=== Input for this task ===
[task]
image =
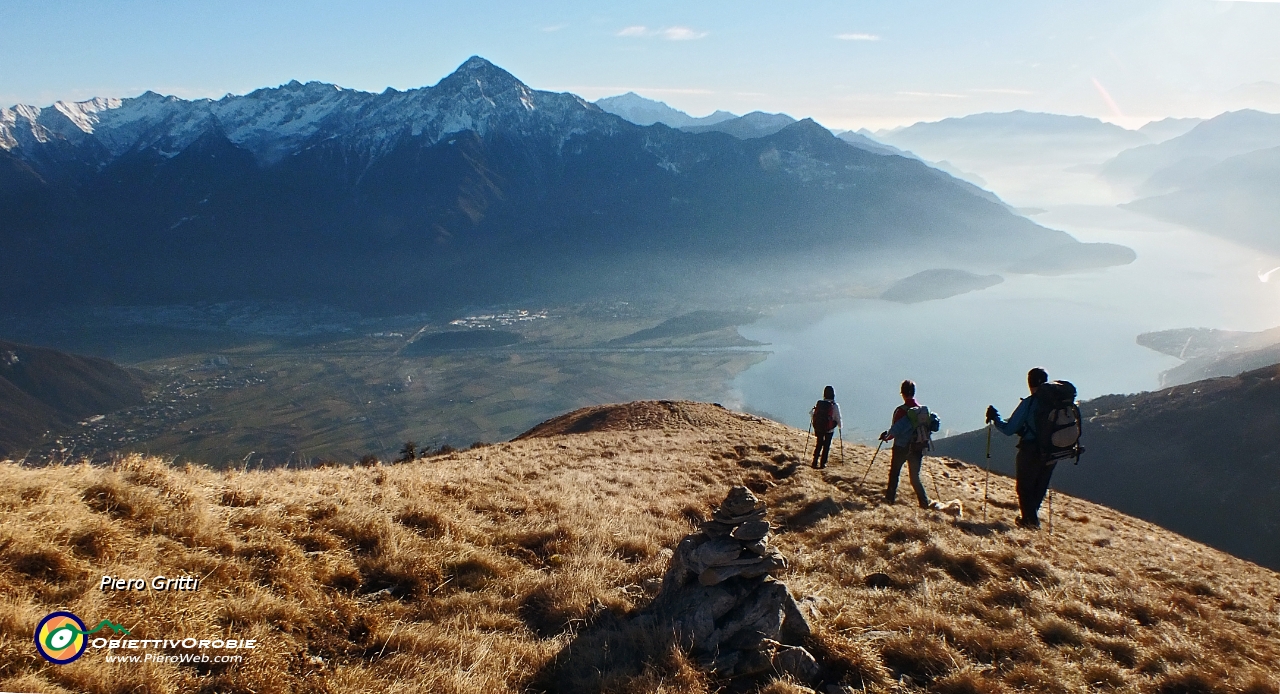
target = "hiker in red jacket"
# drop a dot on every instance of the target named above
(824, 418)
(908, 444)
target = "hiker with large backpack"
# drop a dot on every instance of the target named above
(1047, 424)
(913, 433)
(824, 419)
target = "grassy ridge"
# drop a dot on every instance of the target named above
(511, 567)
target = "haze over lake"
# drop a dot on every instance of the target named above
(972, 350)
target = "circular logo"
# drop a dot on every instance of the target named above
(60, 638)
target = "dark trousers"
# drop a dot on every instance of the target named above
(822, 448)
(1033, 478)
(914, 457)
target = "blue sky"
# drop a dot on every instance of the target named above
(846, 64)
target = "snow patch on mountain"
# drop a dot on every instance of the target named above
(274, 123)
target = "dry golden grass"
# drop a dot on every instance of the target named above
(519, 567)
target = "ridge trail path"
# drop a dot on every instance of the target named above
(520, 567)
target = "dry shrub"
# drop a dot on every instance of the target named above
(1139, 608)
(1104, 675)
(1056, 631)
(260, 607)
(95, 540)
(920, 657)
(1191, 680)
(999, 648)
(848, 662)
(1102, 621)
(785, 686)
(237, 497)
(1006, 596)
(366, 533)
(1260, 683)
(635, 549)
(535, 547)
(112, 497)
(44, 564)
(908, 533)
(474, 571)
(967, 569)
(967, 683)
(1031, 570)
(1121, 651)
(425, 521)
(1034, 677)
(631, 656)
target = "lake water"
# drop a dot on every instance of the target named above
(974, 350)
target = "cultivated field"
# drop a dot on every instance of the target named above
(519, 566)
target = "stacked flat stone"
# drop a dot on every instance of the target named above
(737, 542)
(722, 599)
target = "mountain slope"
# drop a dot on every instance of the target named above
(1201, 459)
(44, 389)
(528, 566)
(476, 190)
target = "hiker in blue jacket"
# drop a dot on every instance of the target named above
(824, 419)
(1032, 471)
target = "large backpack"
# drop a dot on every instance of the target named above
(923, 424)
(822, 416)
(1057, 421)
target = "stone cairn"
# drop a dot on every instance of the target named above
(721, 597)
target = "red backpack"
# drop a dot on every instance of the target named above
(823, 416)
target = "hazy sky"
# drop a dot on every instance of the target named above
(846, 64)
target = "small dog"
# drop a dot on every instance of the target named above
(952, 507)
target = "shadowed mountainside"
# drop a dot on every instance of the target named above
(44, 389)
(522, 567)
(1201, 459)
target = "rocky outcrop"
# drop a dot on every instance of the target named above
(725, 605)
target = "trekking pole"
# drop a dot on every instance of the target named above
(986, 482)
(871, 464)
(1050, 512)
(841, 444)
(936, 493)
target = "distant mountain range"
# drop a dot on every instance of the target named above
(1019, 135)
(647, 112)
(44, 391)
(1169, 165)
(1208, 354)
(1201, 459)
(1221, 177)
(475, 190)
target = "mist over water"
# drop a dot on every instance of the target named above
(974, 350)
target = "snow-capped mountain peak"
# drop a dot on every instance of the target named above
(275, 122)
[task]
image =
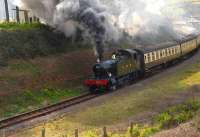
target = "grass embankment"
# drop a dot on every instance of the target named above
(172, 117)
(150, 98)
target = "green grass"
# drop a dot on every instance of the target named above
(134, 103)
(171, 117)
(24, 67)
(23, 26)
(29, 100)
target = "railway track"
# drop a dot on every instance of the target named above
(65, 104)
(45, 111)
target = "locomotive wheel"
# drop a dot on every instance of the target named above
(113, 88)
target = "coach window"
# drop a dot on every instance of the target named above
(145, 58)
(149, 57)
(164, 53)
(157, 55)
(173, 51)
(153, 56)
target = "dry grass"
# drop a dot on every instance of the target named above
(121, 108)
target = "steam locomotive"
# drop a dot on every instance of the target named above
(128, 65)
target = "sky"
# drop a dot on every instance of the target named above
(2, 9)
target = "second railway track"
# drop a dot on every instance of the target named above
(45, 111)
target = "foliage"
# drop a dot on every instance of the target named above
(32, 40)
(21, 26)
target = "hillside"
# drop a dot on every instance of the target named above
(39, 67)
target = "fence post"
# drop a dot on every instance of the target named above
(43, 132)
(105, 132)
(131, 129)
(76, 133)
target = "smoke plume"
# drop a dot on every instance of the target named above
(102, 21)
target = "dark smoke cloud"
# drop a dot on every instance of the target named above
(101, 21)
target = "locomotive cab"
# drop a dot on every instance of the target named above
(104, 76)
(108, 75)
===
What the task requires: Repeat the records from the beginning through the line with "(1032, 471)", changing "hiker" to "trekker" and keeping everything else the same. Leave the pictures out.

Expected answer:
[task]
image =
target = "trekker in red jacket"
# drop a dot on every instance of the target named above
(824, 418)
(908, 444)
target = "trekker with large backpack"
# drop a dot on every instance of the target named above
(1047, 424)
(913, 433)
(824, 419)
target = "grassy ridge"
# drop a dot on every instance of the target named above
(511, 567)
target = "haze over lake"
# drop a dot on every instance of the target named above
(972, 350)
target = "circular logo"
# drop a dot on every instance of the target named above
(60, 638)
target = "dark trousers"
# drop a dot on every instance of the target named above
(822, 448)
(1033, 478)
(914, 457)
target = "blue sky"
# drop a dot on every instance of the target named above
(846, 64)
target = "snow patch on mountain"
# drop a dot on every instance of the target named above
(274, 123)
target = "dry golden grass"
# drop a dot on every instance of the target named above
(519, 567)
target = "ridge trail path"
# drop a dot on every instance of the target named above
(520, 567)
target = "dry shrub"
# drop a dot on every instance of the target named above
(1139, 608)
(1104, 675)
(1056, 631)
(260, 607)
(95, 540)
(920, 657)
(1191, 680)
(999, 648)
(848, 662)
(1102, 621)
(785, 686)
(237, 497)
(1006, 596)
(366, 533)
(1260, 683)
(635, 549)
(535, 547)
(112, 497)
(44, 564)
(908, 533)
(474, 571)
(967, 569)
(967, 683)
(1031, 570)
(1121, 651)
(425, 521)
(1034, 677)
(631, 656)
target = "lake water"
# drop a dot on every instance of the target named above
(974, 350)
target = "cultivated field"
# drop a dot on every instance of the target named above
(519, 566)
target = "stacked flat stone"
# drop a dot on every instance of the target named above
(737, 542)
(722, 599)
target = "mountain slope"
# drop a dot on every instance of the target named above
(1201, 459)
(44, 389)
(528, 566)
(476, 190)
target = "trekker in blue jacket"
# drop a dot on every instance of the target named above
(824, 419)
(1032, 471)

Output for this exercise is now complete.